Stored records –
····················

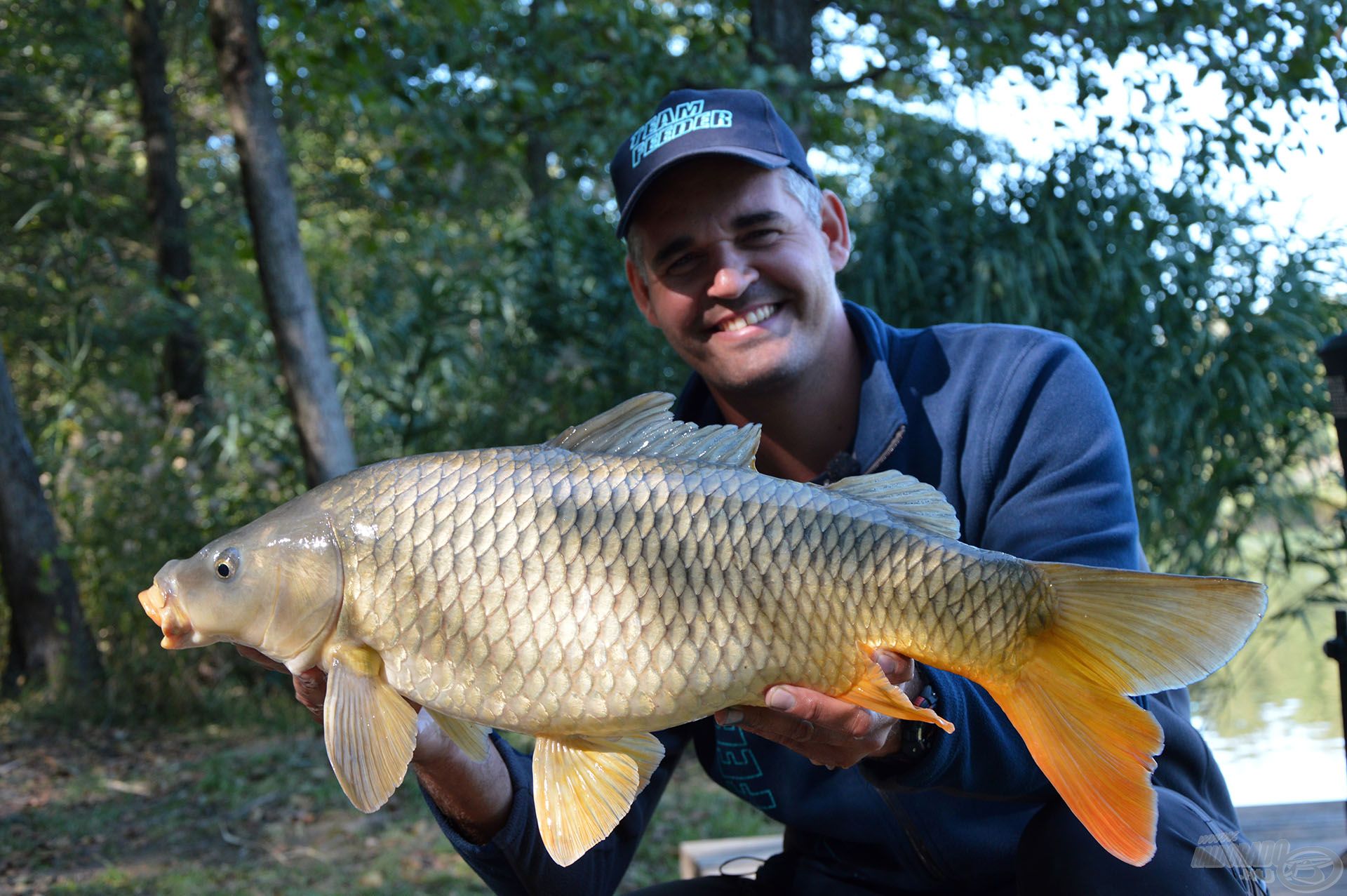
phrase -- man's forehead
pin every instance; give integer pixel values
(720, 190)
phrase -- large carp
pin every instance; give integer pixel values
(636, 573)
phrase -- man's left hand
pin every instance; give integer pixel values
(825, 729)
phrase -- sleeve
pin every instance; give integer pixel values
(1048, 481)
(516, 862)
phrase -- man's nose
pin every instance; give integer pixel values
(733, 275)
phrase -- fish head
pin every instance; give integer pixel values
(274, 585)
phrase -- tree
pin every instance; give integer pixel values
(301, 338)
(184, 352)
(49, 641)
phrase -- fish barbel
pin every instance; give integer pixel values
(636, 573)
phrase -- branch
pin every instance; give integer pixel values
(841, 86)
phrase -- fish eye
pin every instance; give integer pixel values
(227, 562)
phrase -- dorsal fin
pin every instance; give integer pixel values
(645, 426)
(907, 499)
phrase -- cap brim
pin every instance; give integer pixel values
(764, 159)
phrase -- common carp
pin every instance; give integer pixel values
(636, 573)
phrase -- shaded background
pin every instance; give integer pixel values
(455, 225)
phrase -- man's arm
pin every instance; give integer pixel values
(1057, 487)
(487, 809)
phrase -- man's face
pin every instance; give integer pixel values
(736, 275)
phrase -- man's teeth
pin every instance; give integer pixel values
(756, 316)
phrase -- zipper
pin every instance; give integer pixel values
(888, 449)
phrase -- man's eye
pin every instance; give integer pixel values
(681, 265)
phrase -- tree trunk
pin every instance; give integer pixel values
(301, 340)
(783, 35)
(184, 354)
(49, 639)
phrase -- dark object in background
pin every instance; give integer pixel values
(1334, 354)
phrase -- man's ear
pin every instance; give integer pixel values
(836, 229)
(640, 291)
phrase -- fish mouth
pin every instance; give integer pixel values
(168, 616)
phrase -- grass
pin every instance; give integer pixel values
(243, 809)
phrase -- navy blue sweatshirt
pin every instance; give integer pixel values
(1016, 427)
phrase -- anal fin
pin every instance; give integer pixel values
(875, 693)
(585, 786)
(368, 728)
(471, 737)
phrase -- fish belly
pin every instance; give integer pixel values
(546, 591)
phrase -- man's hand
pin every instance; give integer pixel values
(825, 729)
(310, 685)
(474, 795)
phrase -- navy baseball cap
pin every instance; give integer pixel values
(690, 123)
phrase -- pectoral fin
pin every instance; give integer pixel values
(469, 736)
(370, 729)
(585, 786)
(875, 692)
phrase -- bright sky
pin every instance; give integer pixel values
(1307, 184)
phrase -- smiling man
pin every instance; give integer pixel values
(732, 253)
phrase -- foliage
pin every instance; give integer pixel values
(457, 220)
(239, 809)
(1205, 337)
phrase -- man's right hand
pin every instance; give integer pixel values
(310, 685)
(476, 796)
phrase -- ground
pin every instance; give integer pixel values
(240, 810)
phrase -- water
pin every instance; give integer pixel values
(1273, 716)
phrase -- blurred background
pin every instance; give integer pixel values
(185, 186)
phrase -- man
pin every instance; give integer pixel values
(733, 253)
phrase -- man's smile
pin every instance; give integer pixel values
(748, 319)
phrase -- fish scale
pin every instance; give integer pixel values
(690, 554)
(635, 573)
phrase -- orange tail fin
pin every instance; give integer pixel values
(1115, 634)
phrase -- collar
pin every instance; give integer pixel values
(881, 417)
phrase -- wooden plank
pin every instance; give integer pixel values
(739, 856)
(1299, 845)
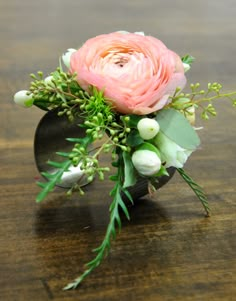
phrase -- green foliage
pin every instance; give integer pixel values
(130, 177)
(197, 190)
(177, 128)
(53, 178)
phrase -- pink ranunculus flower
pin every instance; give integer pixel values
(137, 73)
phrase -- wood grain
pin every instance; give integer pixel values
(169, 250)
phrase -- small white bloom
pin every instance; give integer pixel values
(171, 153)
(48, 80)
(146, 162)
(23, 99)
(66, 57)
(148, 128)
(186, 67)
(141, 33)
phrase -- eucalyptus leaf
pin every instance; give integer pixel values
(177, 128)
(134, 139)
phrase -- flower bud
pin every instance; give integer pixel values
(66, 57)
(148, 128)
(146, 162)
(23, 99)
(48, 80)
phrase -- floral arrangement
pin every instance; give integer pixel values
(128, 90)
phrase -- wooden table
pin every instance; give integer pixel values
(169, 250)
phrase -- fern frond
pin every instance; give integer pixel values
(197, 190)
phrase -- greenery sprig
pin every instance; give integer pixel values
(122, 137)
(196, 188)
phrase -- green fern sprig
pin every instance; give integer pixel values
(197, 190)
(115, 221)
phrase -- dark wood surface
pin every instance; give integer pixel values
(169, 250)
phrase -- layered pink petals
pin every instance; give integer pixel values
(137, 73)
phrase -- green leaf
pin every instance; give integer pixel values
(134, 139)
(188, 59)
(177, 128)
(53, 179)
(129, 171)
(197, 190)
(133, 120)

····················

Transcribe all of the material exactly, leaving out whatever pictures it contains.

Written answer –
phrase -- man's forehead
pin every instance; give integer pixel values
(720, 190)
phrase -- large carp
pin every instance; give integer pixel values
(636, 573)
phrase -- man's left hand
pin every instance; give integer pixel values
(825, 729)
phrase -- sleeve
pin every instance; give integer pixel values
(1048, 481)
(516, 862)
phrase -- man's nose
pin every instance; give integer pixel values
(733, 275)
phrase -- fish head
pin every instance; give integer pixel values
(274, 585)
phrase -- tree
pin every instance; give integer pixel values
(301, 338)
(184, 352)
(49, 641)
phrase -- fish barbel
pin every instance; give integer pixel values
(636, 573)
phrase -- branch
pin every instance; give integer pixel values
(841, 86)
phrase -- fish eye
pin every instance; give integer pixel values
(227, 562)
phrase -- dorsal fin
pin every instance; give integer pixel values
(645, 426)
(907, 499)
phrase -- cap brim
pin every instance; give integer pixel values
(764, 159)
phrase -- common carp
pin every instance; give integer pixel values
(636, 573)
phrase -- shaded background
pin every instance; give integer pixel values
(455, 225)
phrase -- man's arm
pin every instance; give integer pixel values
(1057, 487)
(487, 809)
phrase -- man's face
pin every instance; give integer pixel values
(736, 275)
phrase -- man's teeth
pin every instance; give integer pixel values
(756, 316)
phrase -- zipper
pin every instance; give integer pixel values
(888, 449)
phrase -- man's eye
pin every instance; give integer pixel values
(681, 265)
phrase -- tree trunk
pin every instance; give integer pixel values
(301, 340)
(783, 35)
(184, 354)
(49, 639)
phrase -- dark object in background
pin every instance; give integer pixel values
(1334, 354)
phrase -- man's ear
pin every instance; give integer pixel values
(836, 229)
(640, 291)
phrase -- fish mouth
pin every instance; give integer pixel values
(168, 616)
phrase -- grass
pin every instance; give integer pixel values
(243, 809)
phrase -- navy blue sweatshirt
pin every instance; give integer pixel values
(1016, 427)
phrase -- anal fin
pin every instance; give integer pixel values
(875, 693)
(585, 786)
(368, 728)
(471, 737)
phrase -- fish belly
pin every instance; give integer pixel values
(546, 591)
phrase -- man's hand
pin every instance; give integer pixel values
(825, 729)
(310, 685)
(474, 795)
phrase -- navy baseball cap
pin every instance; give integer pixel values
(690, 123)
phrase -- pectoral fin
pin every instance; give integer pixel values
(469, 736)
(370, 729)
(585, 786)
(875, 692)
phrase -- bright sky
pin every instance; give integer pixel values
(1307, 184)
phrase -- smiling man
pin every instance; give integer pixel values
(732, 253)
phrase -- foliage
pin every instance; give integer pixel values
(457, 220)
(239, 809)
(1205, 337)
phrase -- man's right hand
pin every instance; give integer pixel values
(310, 685)
(476, 796)
phrase -- ground
pin every instance; give integer pixel values
(240, 810)
phrase -- water
pin every instance; give integer pixel values
(1273, 716)
phrase -- blurred background
pin every instance; give integer pixel values
(185, 186)
phrase -- man
pin every instance; give integer pixel values
(733, 253)
phrase -- man's smile
pin every instance; give integer pixel values
(748, 319)
phrase -- fish scale
pin every instance; give integer pixel values
(690, 554)
(635, 573)
phrase -- orange tail fin
pin every instance; give integer pixel values
(1115, 634)
phrase -- collar
pin every instance; give integer pixel values
(881, 417)
phrase -- wooden plank
pin every instance; give integer pixel values
(739, 856)
(1299, 845)
phrase -- green foliage
pin every instance; give integer pixel values
(130, 177)
(197, 190)
(177, 128)
(53, 178)
phrase -- pink ranunculus flower
pin every instance; give integer pixel values
(137, 73)
phrase -- wood grain
pin every instance; give integer pixel values
(169, 250)
phrase -- small white bloom
pin every instance; give integer pixel values
(171, 153)
(48, 80)
(146, 162)
(23, 99)
(66, 57)
(148, 128)
(186, 67)
(141, 33)
phrase -- eucalyptus leaf
pin every instance; give integer pixel values
(177, 128)
(134, 139)
phrase -- flower bud
pin every instance; give integer pixel values
(66, 57)
(148, 128)
(146, 162)
(23, 99)
(48, 80)
phrase -- floral arrangement
pin every instance; give integer pixel values
(128, 90)
phrase -- wooden table
pin every instance; give integer pixel values
(169, 250)
phrase -- fern frond
pin every instance; give integer pixel values
(197, 190)
phrase -- greenery sprig
pin every instance; give integer pixel values
(122, 137)
(196, 188)
phrase -- green fern sprig
pin every instance; give integer pixel values
(197, 190)
(115, 221)
phrase -- dark wood surface
pin every instance; give integer pixel values
(169, 250)
phrase -- layered pink petals
pin every instance; give integer pixel values
(137, 73)
phrase -- green leaf
pin every instance; give integer pixel values
(134, 139)
(188, 59)
(177, 128)
(53, 179)
(129, 171)
(197, 190)
(133, 120)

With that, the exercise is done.